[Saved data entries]
==*==

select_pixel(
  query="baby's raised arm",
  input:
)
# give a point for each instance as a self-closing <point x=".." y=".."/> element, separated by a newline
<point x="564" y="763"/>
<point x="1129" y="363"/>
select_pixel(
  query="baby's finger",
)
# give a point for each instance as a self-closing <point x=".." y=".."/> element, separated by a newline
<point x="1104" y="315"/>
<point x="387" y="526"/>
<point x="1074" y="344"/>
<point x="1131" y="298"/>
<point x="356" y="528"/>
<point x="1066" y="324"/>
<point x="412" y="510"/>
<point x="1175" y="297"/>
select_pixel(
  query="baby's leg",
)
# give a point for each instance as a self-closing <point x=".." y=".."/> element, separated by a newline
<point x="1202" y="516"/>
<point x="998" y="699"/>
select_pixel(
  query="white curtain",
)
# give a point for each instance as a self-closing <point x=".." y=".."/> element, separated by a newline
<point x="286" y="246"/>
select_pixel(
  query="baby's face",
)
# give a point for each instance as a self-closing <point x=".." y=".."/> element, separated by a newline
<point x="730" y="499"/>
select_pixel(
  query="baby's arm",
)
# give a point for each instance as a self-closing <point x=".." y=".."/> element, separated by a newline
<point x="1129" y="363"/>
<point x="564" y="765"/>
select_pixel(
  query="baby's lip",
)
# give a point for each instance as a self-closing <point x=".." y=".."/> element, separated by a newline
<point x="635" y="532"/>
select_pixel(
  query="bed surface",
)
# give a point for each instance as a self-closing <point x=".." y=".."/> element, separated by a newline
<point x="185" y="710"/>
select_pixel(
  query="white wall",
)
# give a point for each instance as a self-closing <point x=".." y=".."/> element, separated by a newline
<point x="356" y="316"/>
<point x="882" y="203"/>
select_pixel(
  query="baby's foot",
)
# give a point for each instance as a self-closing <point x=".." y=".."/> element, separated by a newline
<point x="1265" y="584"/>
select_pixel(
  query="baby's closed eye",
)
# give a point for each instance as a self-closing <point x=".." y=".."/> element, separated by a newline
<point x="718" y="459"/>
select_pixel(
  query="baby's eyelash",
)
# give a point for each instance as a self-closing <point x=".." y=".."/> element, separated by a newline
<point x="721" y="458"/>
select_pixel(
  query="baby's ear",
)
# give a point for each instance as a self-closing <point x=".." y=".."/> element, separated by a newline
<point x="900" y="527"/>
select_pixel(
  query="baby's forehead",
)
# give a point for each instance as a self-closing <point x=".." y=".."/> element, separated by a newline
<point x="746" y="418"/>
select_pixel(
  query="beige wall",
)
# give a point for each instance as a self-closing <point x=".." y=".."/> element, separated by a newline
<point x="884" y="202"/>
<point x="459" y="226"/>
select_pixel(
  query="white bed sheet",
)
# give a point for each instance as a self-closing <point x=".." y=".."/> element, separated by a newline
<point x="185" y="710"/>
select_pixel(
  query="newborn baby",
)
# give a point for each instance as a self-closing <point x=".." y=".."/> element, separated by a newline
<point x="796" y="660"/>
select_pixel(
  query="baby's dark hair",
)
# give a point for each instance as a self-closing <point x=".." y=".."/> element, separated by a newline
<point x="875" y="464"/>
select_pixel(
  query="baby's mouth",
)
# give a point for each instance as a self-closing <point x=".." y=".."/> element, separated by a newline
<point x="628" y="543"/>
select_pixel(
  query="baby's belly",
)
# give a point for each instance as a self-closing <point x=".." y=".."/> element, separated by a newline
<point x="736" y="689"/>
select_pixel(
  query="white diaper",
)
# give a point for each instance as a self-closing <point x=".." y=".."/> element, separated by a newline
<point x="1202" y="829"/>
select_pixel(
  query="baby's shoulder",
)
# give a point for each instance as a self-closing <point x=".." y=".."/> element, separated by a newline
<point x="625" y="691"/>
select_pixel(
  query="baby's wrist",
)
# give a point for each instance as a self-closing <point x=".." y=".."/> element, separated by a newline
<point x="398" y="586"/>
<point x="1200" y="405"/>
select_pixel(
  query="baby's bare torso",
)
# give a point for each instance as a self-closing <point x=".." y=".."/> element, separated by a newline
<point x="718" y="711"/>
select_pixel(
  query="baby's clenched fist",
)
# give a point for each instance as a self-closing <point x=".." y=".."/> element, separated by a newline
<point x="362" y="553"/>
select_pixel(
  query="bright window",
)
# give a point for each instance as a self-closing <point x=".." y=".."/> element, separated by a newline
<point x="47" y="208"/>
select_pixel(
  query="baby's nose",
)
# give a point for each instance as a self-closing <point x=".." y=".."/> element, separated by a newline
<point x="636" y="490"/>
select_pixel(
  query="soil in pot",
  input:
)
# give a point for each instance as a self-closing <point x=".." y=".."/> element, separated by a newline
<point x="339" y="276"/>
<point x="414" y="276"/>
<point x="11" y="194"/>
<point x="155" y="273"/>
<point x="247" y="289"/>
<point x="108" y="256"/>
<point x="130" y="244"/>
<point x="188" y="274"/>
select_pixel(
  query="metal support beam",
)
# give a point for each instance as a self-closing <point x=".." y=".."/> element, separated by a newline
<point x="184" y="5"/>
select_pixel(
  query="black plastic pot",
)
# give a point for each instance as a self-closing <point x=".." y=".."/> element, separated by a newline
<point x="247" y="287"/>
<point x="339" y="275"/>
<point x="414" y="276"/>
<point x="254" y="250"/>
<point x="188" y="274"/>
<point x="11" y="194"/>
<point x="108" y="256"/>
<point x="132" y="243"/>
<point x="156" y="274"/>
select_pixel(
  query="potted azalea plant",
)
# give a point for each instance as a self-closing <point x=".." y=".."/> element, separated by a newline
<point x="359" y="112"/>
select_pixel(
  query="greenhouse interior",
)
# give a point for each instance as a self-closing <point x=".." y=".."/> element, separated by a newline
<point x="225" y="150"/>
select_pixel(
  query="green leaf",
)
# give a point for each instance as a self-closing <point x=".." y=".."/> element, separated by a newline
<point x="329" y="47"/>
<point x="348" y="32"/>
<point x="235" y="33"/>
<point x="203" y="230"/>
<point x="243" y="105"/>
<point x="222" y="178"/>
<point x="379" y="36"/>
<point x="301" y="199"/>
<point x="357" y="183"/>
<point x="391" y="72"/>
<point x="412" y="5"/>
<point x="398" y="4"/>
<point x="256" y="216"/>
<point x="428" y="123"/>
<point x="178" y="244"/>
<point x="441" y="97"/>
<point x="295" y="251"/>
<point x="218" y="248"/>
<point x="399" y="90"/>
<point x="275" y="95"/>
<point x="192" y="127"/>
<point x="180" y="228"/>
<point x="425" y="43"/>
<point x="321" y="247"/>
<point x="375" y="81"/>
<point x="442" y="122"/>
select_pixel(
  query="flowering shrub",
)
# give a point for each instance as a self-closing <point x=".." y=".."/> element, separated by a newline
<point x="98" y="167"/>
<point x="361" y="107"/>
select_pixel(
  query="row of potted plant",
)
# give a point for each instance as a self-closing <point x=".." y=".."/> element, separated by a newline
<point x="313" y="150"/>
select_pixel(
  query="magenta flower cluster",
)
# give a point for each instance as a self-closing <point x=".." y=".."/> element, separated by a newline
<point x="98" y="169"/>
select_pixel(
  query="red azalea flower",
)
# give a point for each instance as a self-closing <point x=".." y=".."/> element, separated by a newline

==*==

Each entry above is to be quoted exactly.

Final result:
select_pixel(
  query="baby's raised arm",
  input:
)
# give a point for each instance as a self-closing <point x=".." y=".."/> element, separated by a newline
<point x="564" y="763"/>
<point x="1129" y="363"/>
select_pixel(
  query="baby's finger",
)
# give a point for each instance as a self-closing <point x=".." y=".."/> element, separated by a newline
<point x="1104" y="315"/>
<point x="387" y="526"/>
<point x="1074" y="344"/>
<point x="1131" y="298"/>
<point x="356" y="528"/>
<point x="1066" y="324"/>
<point x="412" y="510"/>
<point x="1175" y="297"/>
select_pixel(
  query="baby's leg",
)
# give a point for each instance as a self-closing <point x=".." y=".."/> element, separated by a newline
<point x="1202" y="516"/>
<point x="998" y="699"/>
select_pixel(
  query="white curtain",
)
# give a point for each instance as a self-closing <point x=".." y=".."/> element, separated by a newline
<point x="286" y="246"/>
select_pixel(
  query="baby's face",
)
# give a point for each instance as a self-closing <point x=".." y=".."/> element, separated by a newline
<point x="730" y="499"/>
select_pixel(
  query="baby's arm",
)
# give a point for each instance as a self-closing <point x=".." y=".."/> element, separated by a newline
<point x="1129" y="363"/>
<point x="564" y="765"/>
select_pixel(
  query="baby's lip",
)
# give a point for each instance as a self-closing <point x=".." y=".."/> element, separated by a newline
<point x="635" y="532"/>
select_pixel(
  query="bed surface",
)
# give a point for each instance as a self-closing <point x=".." y=".."/> element, separated by a newline
<point x="185" y="710"/>
select_pixel(
  query="white wall",
)
# give a point for each instance as a self-closing <point x=".." y=".."/> element, separated by a newline
<point x="356" y="316"/>
<point x="882" y="203"/>
select_pixel(
  query="baby's foot",
)
# give a point for each instance as a self-closing <point x=".." y=".."/> element, separated by a newline
<point x="1265" y="584"/>
select_pixel(
  query="baby's closed eye",
)
# give a point for each instance as a self-closing <point x=".." y=".."/> element, separated by a newline
<point x="718" y="459"/>
select_pixel(
  query="baby's eyelash",
)
# give a point for each instance as a self-closing <point x=".." y=".."/> element, separated by a newline
<point x="721" y="458"/>
select_pixel(
  query="baby's ear",
)
# give a point for each instance as a self-closing <point x=".." y=".."/> element, separated by a newline
<point x="900" y="527"/>
select_pixel(
  query="baby's forehead",
)
# give a point for each instance as a self-closing <point x=".." y=".."/> element, separated by a newline
<point x="746" y="418"/>
select_pixel(
  query="beige wall",
)
# give a point for each instance as a self-closing <point x=".." y=".."/> element, separated by a newline
<point x="884" y="202"/>
<point x="459" y="226"/>
select_pixel(
  query="white bed sheet",
)
# give a point for each instance as a self-closing <point x=".." y=".."/> element, separated by a newline
<point x="185" y="710"/>
select_pixel(
  query="newborn baby",
)
# give a point for each instance as a self-closing <point x=".." y=".."/> element, separated by a newline
<point x="796" y="660"/>
select_pixel(
  query="baby's dark hair",
)
# give a point for each instance as a self-closing <point x=".." y=".."/> element, separated by a newline
<point x="875" y="464"/>
select_pixel(
  query="baby's mouth",
)
# give a point for each instance as a self-closing <point x=".." y=".."/> element, separated by a newline
<point x="628" y="543"/>
select_pixel(
  query="baby's belly",
)
# give a point for each instance as a self-closing <point x=".." y=".."/> element, separated by a newline
<point x="736" y="689"/>
select_pixel(
  query="white diaper",
)
# give a point for each instance as a self-closing <point x=".." y=".."/> element, separated by a newline
<point x="1202" y="829"/>
select_pixel(
  query="baby's shoulder",
)
# give a point for each instance as a self-closing <point x=".." y=".."/> element, separated by a newline
<point x="625" y="691"/>
select_pixel(
  query="baby's wrist",
)
# give a point for each instance as a self-closing <point x=".." y=".."/> element, separated by a newline
<point x="398" y="586"/>
<point x="1200" y="405"/>
select_pixel(
  query="baby's bare torso",
)
# give a point for each instance as a self-closing <point x=".." y=".."/> element, separated by a newline
<point x="718" y="711"/>
select_pixel(
  query="baby's clenched fist",
)
# give a point for each instance as a self-closing <point x=".." y=".."/> element, separated by a newline
<point x="362" y="553"/>
select_pixel(
  query="bright window",
)
# give a point for each instance as a self-closing <point x=".." y=".."/> element, separated by a newline
<point x="47" y="208"/>
select_pixel(
  query="baby's nose",
)
# give a point for each instance as a self-closing <point x=".." y=".."/> element, separated by a newline
<point x="636" y="490"/>
select_pixel(
  query="soil in pot",
  input:
)
# give a point for each instance as a self-closing <point x=".." y=".."/> element, separated by a newline
<point x="339" y="276"/>
<point x="414" y="276"/>
<point x="11" y="194"/>
<point x="155" y="273"/>
<point x="247" y="289"/>
<point x="108" y="256"/>
<point x="130" y="244"/>
<point x="188" y="274"/>
select_pixel(
  query="metal support beam",
)
# give a point for each instance as a self-closing <point x=".." y=".."/> element, separated by a newline
<point x="184" y="5"/>
select_pixel(
  query="black plastic pot",
)
# give a point for each instance as a self-closing <point x=".." y=".."/> element, separated by a newline
<point x="247" y="287"/>
<point x="339" y="275"/>
<point x="414" y="276"/>
<point x="254" y="250"/>
<point x="188" y="274"/>
<point x="11" y="194"/>
<point x="108" y="256"/>
<point x="132" y="243"/>
<point x="156" y="274"/>
select_pixel(
  query="potted azalea plant",
)
# give a point for each instance as a self-closing <point x=".." y=".."/> element, separated by a newline
<point x="359" y="112"/>
select_pixel(
  query="greenhouse interior",
)
# give a point for each instance as a self-closing <point x=".." y=".."/> element, separated by a newline
<point x="225" y="150"/>
select_pixel(
  query="green leaf",
)
# give a point for each instance as a self-closing <point x=".." y=".."/> element, separated by a newline
<point x="329" y="47"/>
<point x="348" y="32"/>
<point x="235" y="33"/>
<point x="203" y="230"/>
<point x="243" y="105"/>
<point x="222" y="178"/>
<point x="379" y="36"/>
<point x="301" y="199"/>
<point x="357" y="183"/>
<point x="391" y="72"/>
<point x="412" y="5"/>
<point x="398" y="4"/>
<point x="256" y="216"/>
<point x="428" y="123"/>
<point x="178" y="244"/>
<point x="441" y="97"/>
<point x="295" y="251"/>
<point x="218" y="248"/>
<point x="399" y="90"/>
<point x="275" y="95"/>
<point x="192" y="127"/>
<point x="180" y="228"/>
<point x="425" y="43"/>
<point x="321" y="247"/>
<point x="375" y="81"/>
<point x="442" y="122"/>
select_pixel(
  query="flowering shrub",
)
# give a point for each instance as a self-closing <point x=".." y=".."/> element, separated by a newline
<point x="98" y="167"/>
<point x="361" y="107"/>
select_pixel(
  query="row of potted plant",
)
# give a point for each instance as a self-closing <point x=".." y=".."/> element, separated by a newline
<point x="313" y="150"/>
select_pixel(
  query="magenta flower cluster",
)
# give a point for each instance as a self-closing <point x=".." y=".."/> element, separated by a newline
<point x="98" y="169"/>
select_pixel(
  query="red azalea flower",
)
# give a point for each instance as a self-closing <point x=".." y=".."/> element, separated by a newline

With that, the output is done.